─── Dataset content ───
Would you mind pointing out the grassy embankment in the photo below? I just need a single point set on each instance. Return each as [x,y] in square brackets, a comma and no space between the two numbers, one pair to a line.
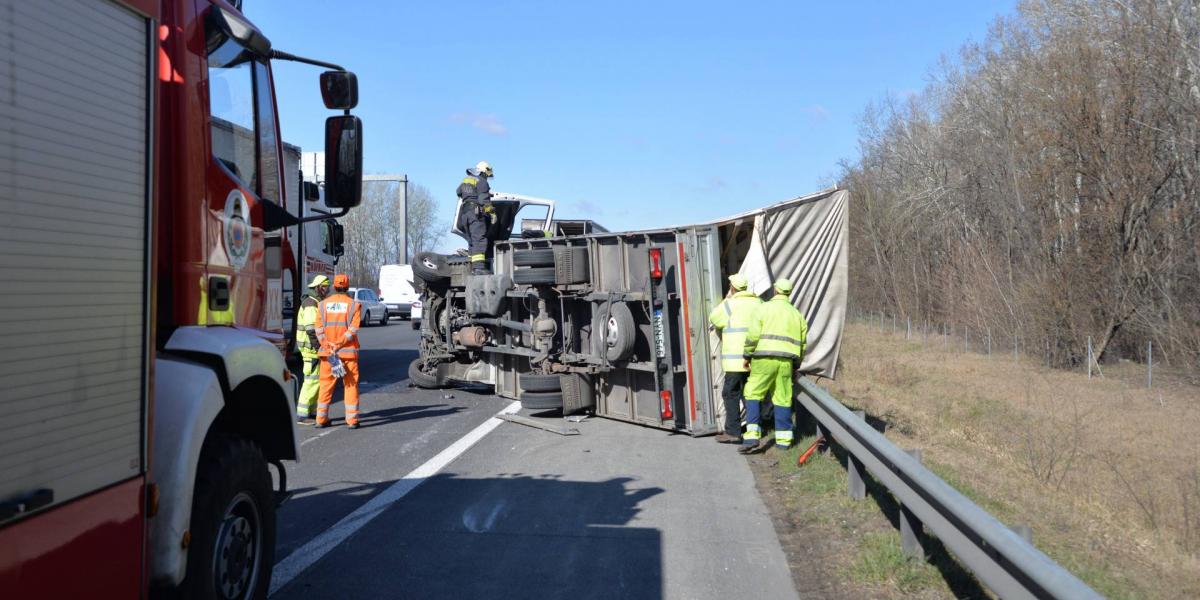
[1104,471]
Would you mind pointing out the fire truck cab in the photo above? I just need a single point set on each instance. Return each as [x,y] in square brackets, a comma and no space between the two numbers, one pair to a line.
[145,390]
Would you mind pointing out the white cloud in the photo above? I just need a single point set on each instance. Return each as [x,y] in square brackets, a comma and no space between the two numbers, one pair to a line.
[487,124]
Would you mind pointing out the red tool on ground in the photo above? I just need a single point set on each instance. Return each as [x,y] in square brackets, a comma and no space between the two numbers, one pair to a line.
[804,456]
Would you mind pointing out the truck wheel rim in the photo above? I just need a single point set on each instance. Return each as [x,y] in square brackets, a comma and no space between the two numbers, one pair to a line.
[238,545]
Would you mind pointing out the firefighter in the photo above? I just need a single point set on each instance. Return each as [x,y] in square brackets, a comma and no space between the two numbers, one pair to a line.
[337,331]
[310,346]
[773,349]
[731,317]
[477,215]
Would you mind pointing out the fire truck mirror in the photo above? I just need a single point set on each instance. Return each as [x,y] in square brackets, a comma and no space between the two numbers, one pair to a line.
[340,90]
[343,161]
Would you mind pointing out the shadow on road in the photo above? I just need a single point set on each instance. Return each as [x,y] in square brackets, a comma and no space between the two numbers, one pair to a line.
[514,535]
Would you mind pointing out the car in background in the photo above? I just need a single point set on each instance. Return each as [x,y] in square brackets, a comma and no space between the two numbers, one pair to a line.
[396,289]
[373,311]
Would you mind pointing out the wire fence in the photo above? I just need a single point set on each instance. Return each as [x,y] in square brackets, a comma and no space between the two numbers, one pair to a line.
[982,340]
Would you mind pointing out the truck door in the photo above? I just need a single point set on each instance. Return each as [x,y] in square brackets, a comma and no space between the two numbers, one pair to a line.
[244,274]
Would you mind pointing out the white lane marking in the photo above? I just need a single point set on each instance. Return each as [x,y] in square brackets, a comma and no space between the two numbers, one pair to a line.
[317,547]
[317,437]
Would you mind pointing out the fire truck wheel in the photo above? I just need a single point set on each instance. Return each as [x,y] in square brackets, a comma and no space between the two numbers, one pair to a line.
[431,268]
[421,379]
[232,550]
[616,334]
[537,257]
[540,383]
[541,400]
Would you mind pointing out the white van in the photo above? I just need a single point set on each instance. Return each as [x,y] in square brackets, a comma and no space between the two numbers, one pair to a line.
[396,289]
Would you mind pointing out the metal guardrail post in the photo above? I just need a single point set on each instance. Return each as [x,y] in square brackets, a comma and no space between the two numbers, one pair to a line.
[1000,557]
[855,469]
[912,531]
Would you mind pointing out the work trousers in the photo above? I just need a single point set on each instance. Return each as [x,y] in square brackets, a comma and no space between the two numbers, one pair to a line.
[733,393]
[769,376]
[474,223]
[349,391]
[306,405]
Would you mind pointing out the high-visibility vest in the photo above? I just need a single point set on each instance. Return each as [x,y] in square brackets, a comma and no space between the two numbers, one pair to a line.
[732,318]
[306,319]
[337,324]
[777,329]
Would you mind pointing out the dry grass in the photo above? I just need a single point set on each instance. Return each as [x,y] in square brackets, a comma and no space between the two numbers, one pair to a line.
[1107,472]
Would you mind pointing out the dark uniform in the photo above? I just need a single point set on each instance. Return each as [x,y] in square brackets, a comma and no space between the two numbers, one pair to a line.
[475,220]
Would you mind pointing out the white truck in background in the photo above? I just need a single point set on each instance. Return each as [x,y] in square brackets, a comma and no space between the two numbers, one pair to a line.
[315,246]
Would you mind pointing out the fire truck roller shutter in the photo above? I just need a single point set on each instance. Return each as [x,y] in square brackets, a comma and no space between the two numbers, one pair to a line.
[73,190]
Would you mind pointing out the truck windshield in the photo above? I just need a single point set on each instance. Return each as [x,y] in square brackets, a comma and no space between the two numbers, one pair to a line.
[243,108]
───
(Directive): Turn the records above into a JSON list of strings, one string per line and no blank lines. Leave the pictures out.

(Written response):
[
  "Would you mind pointing out the grassy embankment in the photo below? I just need a single point set on each instance. Return each as [x,y] in square brackets, a comma and no space between the two numbers, one pair to a line.",
  "[1104,471]",
  "Would you mind pointing out the fire truck cab in the photo above? I just need a single point set on each instance. Return each as [x,y] in square brackets, a comma and no space between the two numbers, one pair to a line.",
  "[145,390]",
  "Would you mind pointing out the white cloud in the photo above? I just need a single point set on each instance. Return each as [x,y] in square brackets, a comma and no space between the two numbers, one pair to a line.",
  "[487,124]",
  "Would you mind pointing out the red tool on ground in the photo above? I just need a single point set on each instance. Return each as [x,y] in square brackets, a comma and no space between the two numbers, one pair to a line.",
  "[804,456]",
  "Would you mind pointing out the truck wheel rim in the photo above? I just need a single point set on each instance. Return each as [x,y] in square brackets, a comma and no space between the two numbers, one pair to a line.",
  "[238,545]",
  "Would you mind pointing out the firefighter in the photo above? I just need a single point set on each instance. Return each as [x,y] in square brackets, a comma and no space between the two numbers, one pair to a line.",
  "[337,331]",
  "[310,346]",
  "[773,349]",
  "[731,317]",
  "[477,215]",
  "Would you mind pointing out the fire truck mirror in the photo above? I just need a single point set on each instance. Return each as [x,y] in square brackets, a comma and no space between the two numbers, one pair to a line.",
  "[340,90]",
  "[343,161]",
  "Would you mind pointing out the shadow on road in the photo above? I just need a single point set on each instance. Return each as [x,y] in square brackets, a comma and no space between the two numbers, one pair to a line.",
  "[514,535]",
  "Would you mind pointing out the car in background in the photo above? I just need a single point set on each instance. Return each as [x,y] in square brackets, a comma and no space between the two numbers, one pair to a line.",
  "[396,289]",
  "[373,311]",
  "Would you mind pointing out the wire fence in the photo above? I just need a single point set on each instance. Return each as [x,y] in square brackets, a comma and no space between the two numbers, one pair to a line.",
  "[982,340]",
  "Would you mind pointing out the truck door in the photo above? I just need a single point set on each instance. Return each as [x,y] in square brackets, a comma and no space between the two numbers, one pair to a line.",
  "[244,274]",
  "Would you mind pointing out the white lane marking in the photo above? I just need a single point set on each instance. Return each as [x,y] in square brackets, a comma and no space between the two numbers, one pair to a line.",
  "[317,547]",
  "[317,437]",
  "Would you mind pointing out the fire truck wheel in the photo above? I just need a single point set on each instance. Return each as [x,y] in square brackets, a comma and no space between the two numbers, one pair to a line.",
  "[431,268]",
  "[421,379]",
  "[232,550]",
  "[616,334]",
  "[537,257]",
  "[540,383]",
  "[541,400]",
  "Would you mind pointing out the white van in the photo above? I just need a single point set on each instance. Return each as [x,y] in square brackets, a comma and no space between the two numbers, one pair to a line.",
  "[396,289]",
  "Would you mind pointing out the metal guardrail post in the photo above? I just need a single point set on each instance. Return each as [x,y] in square brackets, a comma and no space between the two numbers, one pair to a line.",
  "[1000,557]",
  "[855,469]",
  "[912,531]",
  "Would you mind pointing out the work trousers in the photo above? I just need a single point set on each instance. Return each as [x,y] in square brackets, a comma and no space between the two numbers, one pair to a line.",
  "[733,393]",
  "[769,376]",
  "[474,223]",
  "[349,391]",
  "[306,405]",
  "Would you mind pointing out the high-visibility vest in the photo above? I just need a single point set on each instance. Return each as [x,y] in square brackets, a comma and no space between the two numbers, one pair to a line.",
  "[732,318]",
  "[306,319]",
  "[337,324]",
  "[777,329]",
  "Would you mind pointing out the dry grass in the photo above? I just need a single point set on each instance. Return each as [x,y] in square brackets, a comma and no space between the two numbers, one pair to a line.",
  "[1107,472]",
  "Would you mind pointing out the dark uniform in the photo above? I just need a single point set on each instance. Return each as [x,y] in square brackets, a comma and no space between the two numbers, one pair to a line.",
  "[475,220]",
  "Would you mind pointing out the white truck in background in the photo above? I just need a single point set on each instance. Return each as [x,y] in square brackets, a comma and no space between the two numbers, one pair to a line.",
  "[315,246]",
  "Would you mind pointing out the fire truck roller shutter in the photo above? I just need a single point set on each instance. Return each as [x,y] in square brackets, a comma and no space between the two numbers, one pair to a line.",
  "[73,190]",
  "Would you mind pointing out the truck windshield in the photo above? I just need a single point set on each instance. Return each as [x,y] in square brackets, a comma and no space between the two numbers, one pair to a line.",
  "[243,108]"
]